§ **The task**
Your answer must be an exact copy of the records below, minus any images.
───── Available data
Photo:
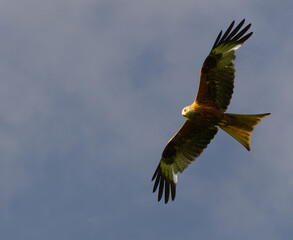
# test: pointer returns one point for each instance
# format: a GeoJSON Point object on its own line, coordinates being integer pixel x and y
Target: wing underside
{"type": "Point", "coordinates": [187, 144]}
{"type": "Point", "coordinates": [218, 72]}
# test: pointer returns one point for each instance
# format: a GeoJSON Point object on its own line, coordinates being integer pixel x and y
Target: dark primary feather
{"type": "Point", "coordinates": [187, 144]}
{"type": "Point", "coordinates": [218, 72]}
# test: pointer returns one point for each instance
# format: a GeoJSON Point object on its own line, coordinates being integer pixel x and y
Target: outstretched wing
{"type": "Point", "coordinates": [181, 150]}
{"type": "Point", "coordinates": [218, 72]}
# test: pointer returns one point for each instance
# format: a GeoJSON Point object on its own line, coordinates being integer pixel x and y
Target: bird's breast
{"type": "Point", "coordinates": [205, 115]}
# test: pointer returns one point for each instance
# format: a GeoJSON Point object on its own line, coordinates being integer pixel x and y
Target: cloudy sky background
{"type": "Point", "coordinates": [90, 93]}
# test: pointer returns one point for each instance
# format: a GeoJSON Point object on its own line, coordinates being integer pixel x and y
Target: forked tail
{"type": "Point", "coordinates": [240, 126]}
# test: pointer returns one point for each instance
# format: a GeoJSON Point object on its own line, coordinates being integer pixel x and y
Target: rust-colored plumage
{"type": "Point", "coordinates": [207, 113]}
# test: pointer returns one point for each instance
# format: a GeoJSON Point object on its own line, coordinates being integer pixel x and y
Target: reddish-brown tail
{"type": "Point", "coordinates": [240, 126]}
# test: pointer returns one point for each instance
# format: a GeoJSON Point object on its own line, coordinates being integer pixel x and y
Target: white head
{"type": "Point", "coordinates": [186, 111]}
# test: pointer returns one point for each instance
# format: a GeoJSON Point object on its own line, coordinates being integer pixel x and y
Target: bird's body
{"type": "Point", "coordinates": [207, 113]}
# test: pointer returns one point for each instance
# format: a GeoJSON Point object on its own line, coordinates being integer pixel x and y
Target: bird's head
{"type": "Point", "coordinates": [186, 111]}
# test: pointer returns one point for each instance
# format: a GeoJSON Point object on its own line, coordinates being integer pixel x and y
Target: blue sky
{"type": "Point", "coordinates": [90, 93]}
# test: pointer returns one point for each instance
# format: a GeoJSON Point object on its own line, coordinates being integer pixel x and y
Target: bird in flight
{"type": "Point", "coordinates": [207, 113]}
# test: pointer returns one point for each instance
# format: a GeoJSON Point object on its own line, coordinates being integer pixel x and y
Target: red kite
{"type": "Point", "coordinates": [207, 113]}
──────────
§ **Completed task**
Photo:
# test: pointer returns one point for each instance
# format: a GeoJSON Point object on its own line, coordinates being integer pixel x and y
Target: wing underside
{"type": "Point", "coordinates": [187, 144]}
{"type": "Point", "coordinates": [218, 72]}
# test: pointer returns one point for each instance
# format: a GeoJSON Point object on its own line, coordinates being integer pixel x and y
Target: dark primary feather
{"type": "Point", "coordinates": [187, 144]}
{"type": "Point", "coordinates": [218, 72]}
# test: pointer returns one point for each instance
# format: a GeoJSON Point object on its own line, coordinates being integer pixel x and y
Target: outstretched wing
{"type": "Point", "coordinates": [181, 150]}
{"type": "Point", "coordinates": [218, 72]}
# test: pointer returns one point for each instance
# format: a GeoJSON Point object on its own line, coordinates being integer pixel x and y
Target: bird's breast
{"type": "Point", "coordinates": [205, 115]}
# test: pointer returns one point for each instance
# format: a GeoJSON Point object on its own line, coordinates being integer pixel x and y
Target: cloudy sky background
{"type": "Point", "coordinates": [90, 93]}
# test: pointer returns one point for each instance
# format: a GeoJSON Point object on its own line, coordinates being integer pixel x and y
Target: forked tail
{"type": "Point", "coordinates": [240, 126]}
# test: pointer returns one point for each instance
# format: a GeoJSON Point object on its own line, coordinates being integer pixel x and y
Target: rust-colored plumage
{"type": "Point", "coordinates": [207, 113]}
# test: pointer returns one point for each instance
# format: a GeoJSON Point object on its own line, coordinates being integer pixel x and y
Target: reddish-brown tail
{"type": "Point", "coordinates": [240, 126]}
# test: pointer returns one point for each instance
# format: a GeoJSON Point object on its own line, coordinates being integer pixel x and y
Target: white head
{"type": "Point", "coordinates": [186, 111]}
# test: pointer returns one point for each instance
# format: a GeoJSON Point object on its own line, coordinates being integer pixel x and y
Target: bird's body
{"type": "Point", "coordinates": [207, 113]}
# test: pointer returns one point for each instance
# format: a GeoJSON Point object on its own line, coordinates being integer pixel x and y
Target: bird's head
{"type": "Point", "coordinates": [186, 111]}
# test: pointer returns one point for each instance
# format: a GeoJSON Point object on its own line, coordinates being integer pixel x and y
Target: blue sky
{"type": "Point", "coordinates": [90, 93]}
# test: pointer returns one point for each instance
# format: a GeoJSON Point object on its own line, coordinates being integer pixel x and y
Target: bird in flight
{"type": "Point", "coordinates": [207, 113]}
# test: pointer returns one point for each instance
# format: a GeoJSON Point object on its own line, coordinates being integer pixel x and y
Target: red kite
{"type": "Point", "coordinates": [207, 113]}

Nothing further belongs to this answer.